Retype each line of the listing. Do not alter anything.
# # # # #
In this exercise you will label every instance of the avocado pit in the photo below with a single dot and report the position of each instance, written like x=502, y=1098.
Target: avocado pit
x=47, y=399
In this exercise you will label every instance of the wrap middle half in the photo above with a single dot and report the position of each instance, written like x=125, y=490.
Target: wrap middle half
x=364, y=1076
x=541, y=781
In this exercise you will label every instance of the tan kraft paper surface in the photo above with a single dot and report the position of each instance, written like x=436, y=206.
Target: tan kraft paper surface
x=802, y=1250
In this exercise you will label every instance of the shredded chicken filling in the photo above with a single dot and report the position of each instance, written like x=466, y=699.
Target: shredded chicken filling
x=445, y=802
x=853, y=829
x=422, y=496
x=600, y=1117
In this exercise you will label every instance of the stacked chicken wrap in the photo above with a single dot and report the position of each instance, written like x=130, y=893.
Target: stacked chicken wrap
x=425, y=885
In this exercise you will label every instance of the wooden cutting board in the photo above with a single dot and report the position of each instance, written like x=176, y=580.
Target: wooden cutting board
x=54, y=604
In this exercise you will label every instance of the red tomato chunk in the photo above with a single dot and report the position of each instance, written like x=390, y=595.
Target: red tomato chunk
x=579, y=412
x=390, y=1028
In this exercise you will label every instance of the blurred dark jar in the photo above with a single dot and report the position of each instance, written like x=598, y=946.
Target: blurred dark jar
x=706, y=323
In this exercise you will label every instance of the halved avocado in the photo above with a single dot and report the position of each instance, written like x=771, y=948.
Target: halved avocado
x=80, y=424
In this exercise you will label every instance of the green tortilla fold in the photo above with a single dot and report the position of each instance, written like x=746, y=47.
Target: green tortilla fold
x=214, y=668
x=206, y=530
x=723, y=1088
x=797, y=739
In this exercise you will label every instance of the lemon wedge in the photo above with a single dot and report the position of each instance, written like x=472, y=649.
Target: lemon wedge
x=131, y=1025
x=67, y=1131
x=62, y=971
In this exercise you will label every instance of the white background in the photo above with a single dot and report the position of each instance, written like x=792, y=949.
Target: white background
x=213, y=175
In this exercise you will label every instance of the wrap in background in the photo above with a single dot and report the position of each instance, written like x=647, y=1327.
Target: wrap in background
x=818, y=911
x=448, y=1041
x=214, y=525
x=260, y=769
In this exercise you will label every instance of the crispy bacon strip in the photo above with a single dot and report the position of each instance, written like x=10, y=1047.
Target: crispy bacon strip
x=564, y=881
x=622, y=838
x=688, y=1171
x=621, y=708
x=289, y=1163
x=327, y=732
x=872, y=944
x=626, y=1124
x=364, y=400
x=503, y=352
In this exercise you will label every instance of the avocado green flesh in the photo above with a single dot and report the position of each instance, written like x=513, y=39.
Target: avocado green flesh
# # # # #
Result below:
In this exercise you will label every instance of the avocado pit in the photo below with a single dot and report the position of each instance, written like x=502, y=1098.
Target: avocado pit
x=47, y=399
In this exercise you will label every instance of the wrap middle half in the photo above with a single dot and report the position of each instance, written like x=125, y=490.
Target: wrap middle half
x=364, y=1076
x=541, y=781
In this exercise you will label every instance of the tan kraft paper surface in the photo above with a single dot and report the position of each instance, written like x=436, y=206.
Target: tan kraft paper surface
x=802, y=1250
In this exercise you will label every instance of the shredded chicken filling in the photo above with a single dot and report the position of each instance, written like x=466, y=699.
Target: shredded chicken filling
x=445, y=802
x=853, y=829
x=422, y=496
x=600, y=1117
In this exercise you will label every instance of the stacked chicken wrap in the photo above with a single dot and report the position of each instance, written like x=130, y=893.
Target: stacked chicken wrap
x=425, y=885
In this exercise you will label every instance of the wooden cutting board in the photo above with a single dot and report the position of each instance, written like x=176, y=580.
Target: wooden cutting board
x=54, y=604
In this exercise you will label every instance of the red tomato chunk in the photo above with a single dot and report the position of each instance, written like x=390, y=595.
Target: red tomato chunk
x=579, y=412
x=390, y=1028
In this exercise you will label every instance of the blurred dark jar in the photo above with a single dot and report the position of each instance, written like x=598, y=946.
Target: blurred dark jar
x=706, y=323
In this exercise you will label every instance of the halved avocado in the photo above with a single dot and report the position of each instance, written like x=771, y=948.
Target: halved avocado
x=80, y=424
In this exercise you will label every instance of the green tortilla fold in the photo above with a single dot and report the position of each instance, written like x=746, y=47.
Target: green tortilla fold
x=214, y=668
x=206, y=530
x=723, y=1088
x=797, y=739
In this exercise you will label every instance of the lemon wedge in the photo above with a single dot and report the position of each instance, written like x=472, y=649.
Target: lemon wedge
x=131, y=1025
x=67, y=1131
x=62, y=971
In this exercise you will label every instance of the white background in the photo above with a single dot and report the position of each instance, written like x=792, y=949.
Target: white background
x=213, y=175
In this exercise you will label every instance of the wrap in background in the photo above with a single dot and report the position of each instance, written like x=647, y=1327.
Target: wrap in background
x=818, y=911
x=448, y=1041
x=214, y=525
x=260, y=769
In this exercise you will label every instance of the crispy bacon strip in the photo above with a single dot and report the position of each instance, written like x=10, y=1047.
Target: crispy bacon strip
x=564, y=881
x=622, y=838
x=688, y=1171
x=621, y=708
x=289, y=1163
x=327, y=732
x=872, y=944
x=626, y=1124
x=364, y=400
x=503, y=352
In this exercise you will label every instance of the avocado green flesh in the photo above with a single dot and report the position of each instance, written like x=513, y=39.
Target: avocado green flesh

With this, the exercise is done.